## Text segment
☆ ☆ ☆ ☆ ☆ ☆ ☆

The Company complies with the requirements of FASB ASC 340-20, with regards to capitalized advertising costs. Costs of direct-response advertising which is comprised of online ads and email acquisition campaigns, are capitalized if both the primary purpose is to elicit sales to customers who could be shown to have responded specifically to the advertising and the advertising results in probable future economic benefits. Non-direct/post-purchase marketing was deemed to be immaterial and thus, was left in the amount capitalized. However, if the non-direct/post-purchase marketing does become material in the future, the Company would expense as incurred. Costs are amortized over the period in which the future benefits are expected to be received, which the Company has estimated to be 2.2 years based on analysis of historical results. The amortization period and future economic benefit are calculated based on the average customer lifespan and customer lifetime value. The amount of capitalized advertising costs as of December 31, 2017 and 2016 totaled $3,037,273 and $258,276, respectively. Advertising expense during 2017 and 2016 was $1,327,283 and $1,902,253, respectively, and is recorded as sales and marketing expense on the Statement of Operations. No expenses were related to a write-down of net realizable value of deferred advertising costs.

☆ ☆ ☆ ☆ ☆ ☆ ☆

## Listed records
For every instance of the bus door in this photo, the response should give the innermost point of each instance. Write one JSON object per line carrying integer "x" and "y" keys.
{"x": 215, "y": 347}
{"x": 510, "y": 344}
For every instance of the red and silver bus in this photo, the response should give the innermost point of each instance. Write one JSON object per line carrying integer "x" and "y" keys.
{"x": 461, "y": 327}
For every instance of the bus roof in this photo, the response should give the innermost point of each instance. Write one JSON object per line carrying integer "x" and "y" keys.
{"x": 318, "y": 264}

☆ ☆ ☆ ☆ ☆ ☆ ☆

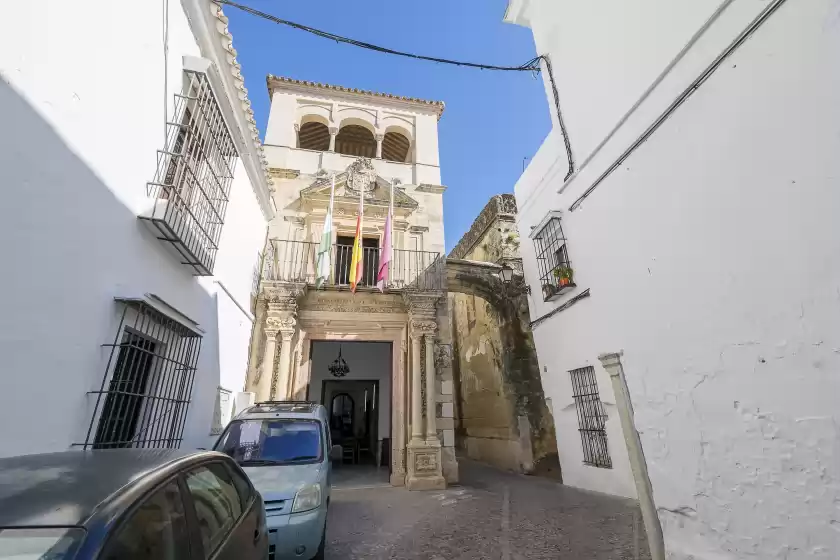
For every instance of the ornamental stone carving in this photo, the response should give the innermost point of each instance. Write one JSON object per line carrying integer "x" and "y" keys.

☆ ☆ ☆ ☆ ☆ ☆ ☆

## Work to complete
1. In the passage on capitalized advertising costs, what period does the Company estimate for amortizing those costs?
2. Write the next few sentences of the passage on capitalized advertising costs, picking up after its final sentence.
The entries have no connection to the passage on capitalized advertising costs.

## Answers below
1. 2.2 years, based on analysis of historical results.

2.
 

Under legacy US GAAP 340-20, direct-response advertising was eligible for capitalization if certain conditions were met. Effective January 1, 2019 Subtopic 340-40 replaces that guidance to require the costs of direct-response advertising to be expensed as they are incurred or the first time the advertising takes place. An entity shall recognize a cumulative effective change to opening retained earnings in the year of adoption of the standard. The Company will be making a one-time $3.0M adjustment to retained earnings on January 1, 2019 for the deferred advertising balance as of December 31, 2017 and expensing all future costs from this date forward. 

 

Income Taxes (Restated)

 

The Company uses the liability method of accounting for income taxes as set forth in ASC 740, Income Taxes.  Under the liability method, deferred taxes are determined based on the temporary differences between the financial statement and tax basis of assets and liabilities using tax rates expected to be in effect during the years in which the basis differences reverse.  A valuation allowance is recorded when it is unlikely that the deferred tax assets will be realized.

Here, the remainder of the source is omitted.